PAGE TEXT =>
Cell Phone Use Could Damage Semen / Mobile Phone Use: Brain Tumor Risk - What is New Zealnd to protect our children and inform its citizens about the risks?

From

Sue Grey

Sent

Wednesday, 11 November 2009 6:33 a.m.

 
 

Dear Ministers

 
 

Even if you are not concerned about the effects of cellphones on kids brains, you may be interested in their effect on male fertility!

 
 

This study is one of hundreds which identify adverse "biological effects" from low level exposure RF EMR (radiofrequency electromagnetic radiation).

 
 

The New Zealand standard (NZS2772:1 1999) does not recognise the possibly of EMR causing and long term biological effects (it protects only against the short term heating/microwave oven type effect). This is despite the potential for long term biological effects from RF EMR now being established beyond any doubt and despite the now ignored advice in the MfE/MOH National Guidelines for Managing the Effects of Radio Frequency Transmitters that exposure should be avoided where possible.

 
 

Other countries have emission limits 100 time more stringent that New Zealand's.  The governments of other countries and many international experts have issued warnings that children's exposure to RF/EMR should be minimised.

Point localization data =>
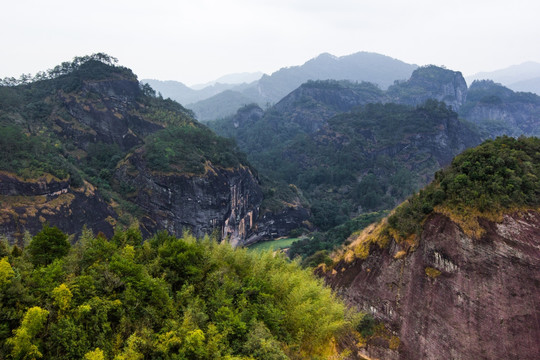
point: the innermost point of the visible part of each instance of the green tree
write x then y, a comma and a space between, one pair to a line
6, 272
24, 344
49, 244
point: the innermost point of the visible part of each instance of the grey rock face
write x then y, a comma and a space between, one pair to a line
27, 204
431, 82
224, 200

TASK 1 =>
Transcribe the passage of the email on cellphone radiation that opens with the words containing "Dear Ministers" and closes with "(radiofrequency electromagnetic radiation).".
TASK 2 =>
According to the email on cellphone radiation, what is the only kind of effect the New Zealand standard NZS2772:1 1999 protects against?
TASK 3 =>
Write the next part of the email on cellphone radiation, picking up after its last sentence.

RESPONSE 1 =>
Dear Ministers

 
 

Even if you are not concerned about the effects of cellphones on kids brains, you may be interested in their effect on male fertility!

 
 

This study is one of hundreds which identify adverse "biological effects" from low level exposure RF EMR (radiofrequency electromagnetic radiation).

RESPONSE 2 =>
Only the short-term heating, or microwave-oven-type, effect.

RESPONSE 3 =>
 
 

Why is New Zealand unnecessarily exposing its children to EMR. Think of the long term public health and environmental consequences if the research is correct. Why cant best international practice and a more precautionary approach be adopted? Why is the government not informing our residents of the risks so people can make their own decisions about the exposure they and their children are prepared to accept? Why are all the usual community participation rights for environmental legislation excluded in the case of EMR ? despite the enormous public concern and the increasing knowledge of the longer term risk form even low level exposure?

 
 

I look forward to your advice as to what action you are taking to address these concerns.

 
 

As always I'm very happy to discuss.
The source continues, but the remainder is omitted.